▶ [WHAT IS REQUIRED]
Extract the lines from the very first one through the line containing "596;159;793;385", including that line, and reproduce them verbatim.

▶ [EXTRACTED DATA]
>> START

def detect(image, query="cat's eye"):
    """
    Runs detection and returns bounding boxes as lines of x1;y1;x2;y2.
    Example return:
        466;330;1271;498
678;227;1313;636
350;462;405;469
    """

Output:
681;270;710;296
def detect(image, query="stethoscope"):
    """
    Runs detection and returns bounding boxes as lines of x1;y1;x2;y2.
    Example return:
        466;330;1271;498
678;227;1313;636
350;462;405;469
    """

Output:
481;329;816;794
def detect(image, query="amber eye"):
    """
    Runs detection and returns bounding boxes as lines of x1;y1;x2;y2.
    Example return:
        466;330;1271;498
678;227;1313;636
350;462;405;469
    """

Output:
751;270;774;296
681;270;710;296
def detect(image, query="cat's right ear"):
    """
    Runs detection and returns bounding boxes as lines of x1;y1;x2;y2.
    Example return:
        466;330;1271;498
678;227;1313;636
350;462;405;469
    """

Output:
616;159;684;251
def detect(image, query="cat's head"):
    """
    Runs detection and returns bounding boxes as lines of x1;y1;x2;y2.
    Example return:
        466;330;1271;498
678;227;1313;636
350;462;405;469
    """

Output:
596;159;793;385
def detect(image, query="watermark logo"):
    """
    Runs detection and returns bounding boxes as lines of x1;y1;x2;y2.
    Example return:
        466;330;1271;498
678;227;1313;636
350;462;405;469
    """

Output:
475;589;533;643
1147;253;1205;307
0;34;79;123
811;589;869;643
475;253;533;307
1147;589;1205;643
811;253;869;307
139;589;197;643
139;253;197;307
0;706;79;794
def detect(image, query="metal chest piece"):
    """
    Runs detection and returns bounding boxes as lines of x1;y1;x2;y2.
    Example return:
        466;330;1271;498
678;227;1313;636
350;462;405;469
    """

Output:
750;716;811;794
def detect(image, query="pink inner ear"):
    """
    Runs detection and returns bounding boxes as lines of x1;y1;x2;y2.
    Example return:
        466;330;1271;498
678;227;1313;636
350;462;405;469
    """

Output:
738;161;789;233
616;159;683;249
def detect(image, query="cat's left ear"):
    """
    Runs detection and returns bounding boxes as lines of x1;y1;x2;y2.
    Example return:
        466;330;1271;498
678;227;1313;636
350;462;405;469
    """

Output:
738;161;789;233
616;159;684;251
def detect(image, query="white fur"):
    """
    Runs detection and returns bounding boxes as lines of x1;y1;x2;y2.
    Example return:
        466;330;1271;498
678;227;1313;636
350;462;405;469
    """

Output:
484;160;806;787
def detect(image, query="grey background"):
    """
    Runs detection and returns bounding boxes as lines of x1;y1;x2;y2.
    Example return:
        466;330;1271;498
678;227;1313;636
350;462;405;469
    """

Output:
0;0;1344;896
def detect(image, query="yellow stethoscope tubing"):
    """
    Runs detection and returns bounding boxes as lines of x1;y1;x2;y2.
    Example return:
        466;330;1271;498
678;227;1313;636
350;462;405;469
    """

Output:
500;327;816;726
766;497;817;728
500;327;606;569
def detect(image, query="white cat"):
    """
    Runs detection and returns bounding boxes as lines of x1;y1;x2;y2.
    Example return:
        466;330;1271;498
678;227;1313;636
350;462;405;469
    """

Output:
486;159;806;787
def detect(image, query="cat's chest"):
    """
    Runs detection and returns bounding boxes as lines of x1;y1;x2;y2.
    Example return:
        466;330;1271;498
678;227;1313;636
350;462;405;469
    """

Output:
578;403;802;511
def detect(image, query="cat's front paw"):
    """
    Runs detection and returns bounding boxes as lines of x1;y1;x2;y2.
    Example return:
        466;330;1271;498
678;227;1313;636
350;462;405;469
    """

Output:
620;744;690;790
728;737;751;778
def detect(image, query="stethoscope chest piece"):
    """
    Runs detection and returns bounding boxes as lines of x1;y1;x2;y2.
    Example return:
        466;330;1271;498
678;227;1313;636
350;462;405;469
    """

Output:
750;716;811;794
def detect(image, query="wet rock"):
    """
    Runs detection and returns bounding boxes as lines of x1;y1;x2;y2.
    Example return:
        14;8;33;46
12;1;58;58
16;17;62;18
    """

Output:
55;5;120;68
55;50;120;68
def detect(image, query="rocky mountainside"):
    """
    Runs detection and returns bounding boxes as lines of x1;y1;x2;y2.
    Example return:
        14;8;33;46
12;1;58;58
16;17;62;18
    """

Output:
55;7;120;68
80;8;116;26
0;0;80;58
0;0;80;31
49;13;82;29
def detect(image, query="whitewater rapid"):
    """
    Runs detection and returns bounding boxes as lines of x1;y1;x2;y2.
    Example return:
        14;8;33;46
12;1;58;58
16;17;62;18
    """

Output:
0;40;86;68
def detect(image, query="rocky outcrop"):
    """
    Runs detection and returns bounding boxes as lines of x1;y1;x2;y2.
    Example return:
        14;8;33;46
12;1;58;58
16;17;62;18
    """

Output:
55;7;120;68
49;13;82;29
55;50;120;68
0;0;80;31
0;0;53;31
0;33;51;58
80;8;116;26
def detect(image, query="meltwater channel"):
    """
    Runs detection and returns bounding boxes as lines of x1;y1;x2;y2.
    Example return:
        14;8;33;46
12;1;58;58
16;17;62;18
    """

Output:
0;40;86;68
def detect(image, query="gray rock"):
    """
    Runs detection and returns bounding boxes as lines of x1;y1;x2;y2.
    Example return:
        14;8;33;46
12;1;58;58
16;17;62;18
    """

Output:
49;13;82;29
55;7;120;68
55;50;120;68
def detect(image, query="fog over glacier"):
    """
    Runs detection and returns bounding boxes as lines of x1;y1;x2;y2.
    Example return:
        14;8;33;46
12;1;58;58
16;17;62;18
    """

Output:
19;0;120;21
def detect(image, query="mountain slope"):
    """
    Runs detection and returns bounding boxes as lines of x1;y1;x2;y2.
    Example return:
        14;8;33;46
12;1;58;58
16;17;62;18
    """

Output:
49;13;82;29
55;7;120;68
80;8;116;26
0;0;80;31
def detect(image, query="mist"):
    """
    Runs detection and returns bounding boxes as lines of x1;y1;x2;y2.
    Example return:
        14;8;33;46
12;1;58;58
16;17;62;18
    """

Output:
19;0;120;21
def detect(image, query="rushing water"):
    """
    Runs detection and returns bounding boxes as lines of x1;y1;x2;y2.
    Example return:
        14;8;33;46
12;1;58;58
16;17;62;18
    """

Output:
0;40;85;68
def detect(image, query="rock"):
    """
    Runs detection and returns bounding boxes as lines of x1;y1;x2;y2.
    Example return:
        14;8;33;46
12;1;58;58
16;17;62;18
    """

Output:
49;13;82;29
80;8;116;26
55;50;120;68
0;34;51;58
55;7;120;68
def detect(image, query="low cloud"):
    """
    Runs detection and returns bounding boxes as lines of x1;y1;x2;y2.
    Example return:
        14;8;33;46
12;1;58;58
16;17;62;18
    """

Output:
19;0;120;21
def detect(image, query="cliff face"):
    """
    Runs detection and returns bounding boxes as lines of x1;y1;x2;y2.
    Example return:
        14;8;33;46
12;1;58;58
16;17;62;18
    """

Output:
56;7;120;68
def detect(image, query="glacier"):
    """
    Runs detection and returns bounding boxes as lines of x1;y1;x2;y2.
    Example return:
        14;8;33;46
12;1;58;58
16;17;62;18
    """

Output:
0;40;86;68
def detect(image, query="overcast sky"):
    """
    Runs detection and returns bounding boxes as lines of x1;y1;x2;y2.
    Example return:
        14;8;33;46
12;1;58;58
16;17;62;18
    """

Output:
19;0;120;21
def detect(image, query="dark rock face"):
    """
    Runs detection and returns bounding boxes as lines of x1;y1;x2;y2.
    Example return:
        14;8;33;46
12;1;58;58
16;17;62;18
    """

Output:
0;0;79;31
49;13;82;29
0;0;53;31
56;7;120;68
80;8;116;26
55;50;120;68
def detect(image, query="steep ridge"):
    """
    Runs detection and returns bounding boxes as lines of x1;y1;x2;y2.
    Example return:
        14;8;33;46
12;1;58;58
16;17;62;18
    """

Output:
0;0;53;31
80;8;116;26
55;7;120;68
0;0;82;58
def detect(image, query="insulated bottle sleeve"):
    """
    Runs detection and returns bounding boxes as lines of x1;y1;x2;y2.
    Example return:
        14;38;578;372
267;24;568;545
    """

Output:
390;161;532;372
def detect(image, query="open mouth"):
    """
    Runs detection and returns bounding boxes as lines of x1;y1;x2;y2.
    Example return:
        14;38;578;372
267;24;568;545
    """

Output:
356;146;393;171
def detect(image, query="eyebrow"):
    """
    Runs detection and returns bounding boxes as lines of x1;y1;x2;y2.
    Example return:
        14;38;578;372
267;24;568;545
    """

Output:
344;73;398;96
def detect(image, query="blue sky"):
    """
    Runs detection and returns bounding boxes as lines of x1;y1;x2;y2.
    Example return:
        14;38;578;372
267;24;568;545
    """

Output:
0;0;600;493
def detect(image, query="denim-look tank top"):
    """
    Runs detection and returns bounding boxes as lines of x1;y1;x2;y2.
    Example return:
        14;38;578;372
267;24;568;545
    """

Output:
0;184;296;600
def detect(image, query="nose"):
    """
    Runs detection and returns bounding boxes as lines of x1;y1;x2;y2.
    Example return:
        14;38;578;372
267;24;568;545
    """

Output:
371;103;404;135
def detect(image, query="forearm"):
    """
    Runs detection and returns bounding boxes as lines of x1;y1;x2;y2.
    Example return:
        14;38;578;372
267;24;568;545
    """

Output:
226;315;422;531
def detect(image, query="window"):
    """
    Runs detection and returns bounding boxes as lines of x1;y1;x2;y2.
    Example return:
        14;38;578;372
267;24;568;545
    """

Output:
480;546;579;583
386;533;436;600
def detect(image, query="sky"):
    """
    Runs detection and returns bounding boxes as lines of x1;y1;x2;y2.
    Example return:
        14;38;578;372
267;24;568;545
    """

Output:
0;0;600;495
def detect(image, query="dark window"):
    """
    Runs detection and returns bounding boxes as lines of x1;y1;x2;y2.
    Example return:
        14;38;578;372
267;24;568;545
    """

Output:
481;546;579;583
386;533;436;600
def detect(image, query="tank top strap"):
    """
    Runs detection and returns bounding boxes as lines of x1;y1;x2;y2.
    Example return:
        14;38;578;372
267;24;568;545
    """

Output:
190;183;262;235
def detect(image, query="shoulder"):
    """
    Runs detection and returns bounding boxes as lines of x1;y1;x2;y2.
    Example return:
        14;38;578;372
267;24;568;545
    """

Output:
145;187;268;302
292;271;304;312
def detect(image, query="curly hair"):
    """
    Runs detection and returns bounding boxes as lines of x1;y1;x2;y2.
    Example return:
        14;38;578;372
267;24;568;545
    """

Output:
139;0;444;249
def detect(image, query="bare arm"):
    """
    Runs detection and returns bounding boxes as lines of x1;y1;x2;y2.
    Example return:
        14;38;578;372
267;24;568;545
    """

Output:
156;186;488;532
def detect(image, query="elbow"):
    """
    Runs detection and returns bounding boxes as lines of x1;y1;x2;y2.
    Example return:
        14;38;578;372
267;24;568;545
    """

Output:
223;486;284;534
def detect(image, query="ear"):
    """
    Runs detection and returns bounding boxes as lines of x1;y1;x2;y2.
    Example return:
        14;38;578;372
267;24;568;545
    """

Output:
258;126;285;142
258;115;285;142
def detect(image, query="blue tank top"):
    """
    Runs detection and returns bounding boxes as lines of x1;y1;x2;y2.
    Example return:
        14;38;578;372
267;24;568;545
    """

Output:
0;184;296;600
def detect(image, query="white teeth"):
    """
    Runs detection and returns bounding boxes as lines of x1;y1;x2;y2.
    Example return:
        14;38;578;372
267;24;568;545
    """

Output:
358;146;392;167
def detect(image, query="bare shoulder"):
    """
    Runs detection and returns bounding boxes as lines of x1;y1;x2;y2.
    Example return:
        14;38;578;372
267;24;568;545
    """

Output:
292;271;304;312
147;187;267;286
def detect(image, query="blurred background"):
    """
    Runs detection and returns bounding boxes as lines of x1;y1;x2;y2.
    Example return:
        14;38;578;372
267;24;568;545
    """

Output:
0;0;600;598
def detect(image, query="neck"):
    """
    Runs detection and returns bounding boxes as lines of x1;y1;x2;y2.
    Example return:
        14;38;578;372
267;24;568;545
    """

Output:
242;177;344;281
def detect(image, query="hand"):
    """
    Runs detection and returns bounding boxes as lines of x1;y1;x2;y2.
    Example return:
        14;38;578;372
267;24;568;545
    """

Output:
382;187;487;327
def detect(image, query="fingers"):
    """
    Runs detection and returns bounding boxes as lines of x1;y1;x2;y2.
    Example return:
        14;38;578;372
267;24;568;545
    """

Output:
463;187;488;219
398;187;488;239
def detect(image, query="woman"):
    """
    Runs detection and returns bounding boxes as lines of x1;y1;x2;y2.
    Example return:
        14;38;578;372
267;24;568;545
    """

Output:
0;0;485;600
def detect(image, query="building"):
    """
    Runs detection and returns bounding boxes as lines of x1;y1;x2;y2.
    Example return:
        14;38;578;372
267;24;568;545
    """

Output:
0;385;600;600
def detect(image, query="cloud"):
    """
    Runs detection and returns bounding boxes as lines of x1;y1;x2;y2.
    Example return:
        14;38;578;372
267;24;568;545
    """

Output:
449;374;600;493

>> END

▶ [COMPLETE RESPONSE]
def detect(image, query="cat's eye"):
    """
    Runs detection and returns bounding boxes as lines of x1;y1;x2;y2.
    Example return:
        466;330;1271;498
678;227;1313;636
350;462;405;469
    """

Output:
681;270;710;296
def detect(image, query="stethoscope"):
    """
    Runs detection and returns bounding boxes as lines of x1;y1;x2;y2.
    Example return:
        466;330;1271;498
678;227;1313;636
350;462;405;469
    """

Output:
481;329;816;794
def detect(image, query="amber eye"):
    """
    Runs detection and returns bounding boxes as lines of x1;y1;x2;y2.
    Example return:
        466;330;1271;498
678;227;1313;636
350;462;405;469
    """

Output:
751;270;774;296
681;270;710;296
def detect(image, query="cat's right ear"):
    """
    Runs detection and returns bounding boxes as lines of x1;y1;x2;y2.
    Example return:
        466;330;1271;498
678;227;1313;636
350;462;405;469
    """

Output:
616;159;684;251
def detect(image, query="cat's head"):
    """
    Runs detection and returns bounding boxes as lines of x1;y1;x2;y2.
    Example return:
        466;330;1271;498
678;227;1313;636
350;462;405;469
    """

Output:
596;159;793;385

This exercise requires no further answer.